**Problem statement**
Go through the data from its first line and retype each line, stopping once the line containing "Q: innermost point of each instance of the white" has been retyped.

(Natural language region descriptions)
=====

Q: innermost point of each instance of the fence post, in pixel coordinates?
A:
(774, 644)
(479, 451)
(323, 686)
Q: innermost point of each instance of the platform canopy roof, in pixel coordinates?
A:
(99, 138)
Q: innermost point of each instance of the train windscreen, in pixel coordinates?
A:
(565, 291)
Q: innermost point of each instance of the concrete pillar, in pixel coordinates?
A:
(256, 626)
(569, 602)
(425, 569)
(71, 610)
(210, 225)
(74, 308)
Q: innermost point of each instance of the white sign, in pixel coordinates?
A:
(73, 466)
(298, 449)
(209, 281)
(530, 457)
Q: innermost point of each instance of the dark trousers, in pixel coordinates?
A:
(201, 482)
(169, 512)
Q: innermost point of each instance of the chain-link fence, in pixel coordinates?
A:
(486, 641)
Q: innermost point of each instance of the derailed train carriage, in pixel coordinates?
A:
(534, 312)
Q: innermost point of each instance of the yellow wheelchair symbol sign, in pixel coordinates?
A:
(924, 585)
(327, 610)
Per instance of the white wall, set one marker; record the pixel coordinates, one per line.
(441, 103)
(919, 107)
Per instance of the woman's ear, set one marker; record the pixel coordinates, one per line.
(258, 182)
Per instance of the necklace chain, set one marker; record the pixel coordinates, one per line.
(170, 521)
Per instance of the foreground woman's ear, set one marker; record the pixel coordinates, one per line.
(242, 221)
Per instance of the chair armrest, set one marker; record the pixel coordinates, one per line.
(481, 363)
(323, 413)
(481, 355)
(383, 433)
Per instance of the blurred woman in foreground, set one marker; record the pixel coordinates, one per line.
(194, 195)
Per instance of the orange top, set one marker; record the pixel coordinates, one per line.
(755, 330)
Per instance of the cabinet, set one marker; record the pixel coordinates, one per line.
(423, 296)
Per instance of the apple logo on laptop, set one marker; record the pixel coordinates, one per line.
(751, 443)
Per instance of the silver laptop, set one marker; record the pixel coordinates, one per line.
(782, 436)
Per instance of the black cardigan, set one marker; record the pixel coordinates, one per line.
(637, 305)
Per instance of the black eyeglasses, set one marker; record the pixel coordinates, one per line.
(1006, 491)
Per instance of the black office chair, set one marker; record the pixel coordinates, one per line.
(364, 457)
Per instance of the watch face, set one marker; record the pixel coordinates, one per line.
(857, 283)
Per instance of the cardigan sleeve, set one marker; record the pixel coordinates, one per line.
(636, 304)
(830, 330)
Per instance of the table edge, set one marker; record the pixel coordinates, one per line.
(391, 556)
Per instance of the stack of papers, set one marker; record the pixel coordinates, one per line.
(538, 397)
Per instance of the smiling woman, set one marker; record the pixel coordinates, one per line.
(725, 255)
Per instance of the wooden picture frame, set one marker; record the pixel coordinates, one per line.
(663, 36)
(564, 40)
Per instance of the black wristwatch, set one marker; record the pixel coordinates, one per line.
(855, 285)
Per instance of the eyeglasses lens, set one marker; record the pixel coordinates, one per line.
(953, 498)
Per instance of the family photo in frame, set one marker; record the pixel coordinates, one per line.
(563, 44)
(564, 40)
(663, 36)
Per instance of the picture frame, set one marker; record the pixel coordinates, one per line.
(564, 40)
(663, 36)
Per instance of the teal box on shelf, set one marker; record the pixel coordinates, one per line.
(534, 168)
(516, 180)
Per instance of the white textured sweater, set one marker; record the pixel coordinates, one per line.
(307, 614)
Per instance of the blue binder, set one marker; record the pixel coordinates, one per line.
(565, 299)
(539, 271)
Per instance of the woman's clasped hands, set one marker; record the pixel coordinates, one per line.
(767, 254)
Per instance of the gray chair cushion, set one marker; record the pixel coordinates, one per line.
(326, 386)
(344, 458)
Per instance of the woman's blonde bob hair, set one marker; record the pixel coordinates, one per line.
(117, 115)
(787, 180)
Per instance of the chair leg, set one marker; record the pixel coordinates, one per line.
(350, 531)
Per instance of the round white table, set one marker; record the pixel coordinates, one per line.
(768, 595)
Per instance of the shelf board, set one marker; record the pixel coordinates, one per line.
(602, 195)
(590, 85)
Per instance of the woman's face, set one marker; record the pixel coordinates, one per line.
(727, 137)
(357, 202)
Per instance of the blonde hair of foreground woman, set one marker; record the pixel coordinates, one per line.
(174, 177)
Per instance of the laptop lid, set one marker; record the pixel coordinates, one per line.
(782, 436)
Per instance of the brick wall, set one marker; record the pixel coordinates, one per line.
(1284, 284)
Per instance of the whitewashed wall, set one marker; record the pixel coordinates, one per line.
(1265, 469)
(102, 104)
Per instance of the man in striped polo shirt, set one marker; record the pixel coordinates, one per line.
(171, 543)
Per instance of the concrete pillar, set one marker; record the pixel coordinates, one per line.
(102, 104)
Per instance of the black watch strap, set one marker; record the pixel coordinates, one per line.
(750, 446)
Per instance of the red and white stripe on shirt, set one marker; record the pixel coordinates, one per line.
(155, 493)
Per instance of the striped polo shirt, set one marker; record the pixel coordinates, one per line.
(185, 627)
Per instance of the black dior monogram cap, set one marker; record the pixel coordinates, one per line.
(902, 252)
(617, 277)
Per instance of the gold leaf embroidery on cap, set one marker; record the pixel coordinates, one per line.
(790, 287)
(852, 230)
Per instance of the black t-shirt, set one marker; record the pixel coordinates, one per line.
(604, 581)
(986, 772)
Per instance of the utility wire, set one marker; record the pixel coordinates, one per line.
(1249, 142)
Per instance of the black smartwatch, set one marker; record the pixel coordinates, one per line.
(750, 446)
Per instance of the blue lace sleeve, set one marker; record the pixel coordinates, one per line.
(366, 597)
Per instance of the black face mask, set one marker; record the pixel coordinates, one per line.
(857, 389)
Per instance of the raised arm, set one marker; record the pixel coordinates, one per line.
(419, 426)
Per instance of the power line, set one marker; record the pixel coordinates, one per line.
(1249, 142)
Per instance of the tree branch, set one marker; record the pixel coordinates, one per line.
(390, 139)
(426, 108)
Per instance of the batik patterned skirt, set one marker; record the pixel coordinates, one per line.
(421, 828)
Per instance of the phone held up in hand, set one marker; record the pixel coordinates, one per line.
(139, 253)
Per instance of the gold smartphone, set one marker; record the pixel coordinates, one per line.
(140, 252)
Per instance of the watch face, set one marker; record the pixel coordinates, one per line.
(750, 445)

=====

**Your response**
Q: innermost point of each instance of the fence post, in pixel coordinates?
A:
(774, 644)
(479, 451)
(323, 686)
Q: innermost point of each instance of the platform canopy roof, in pixel coordinates?
A:
(99, 138)
Q: innermost point of each instance of the train windscreen, in pixel coordinates?
A:
(565, 291)
Q: innermost point of each instance of the concrete pillar, in pixel coordinates?
A:
(256, 626)
(569, 602)
(425, 569)
(71, 610)
(210, 225)
(74, 308)
Q: innermost point of each instance of the white sign, in pixel coordinates?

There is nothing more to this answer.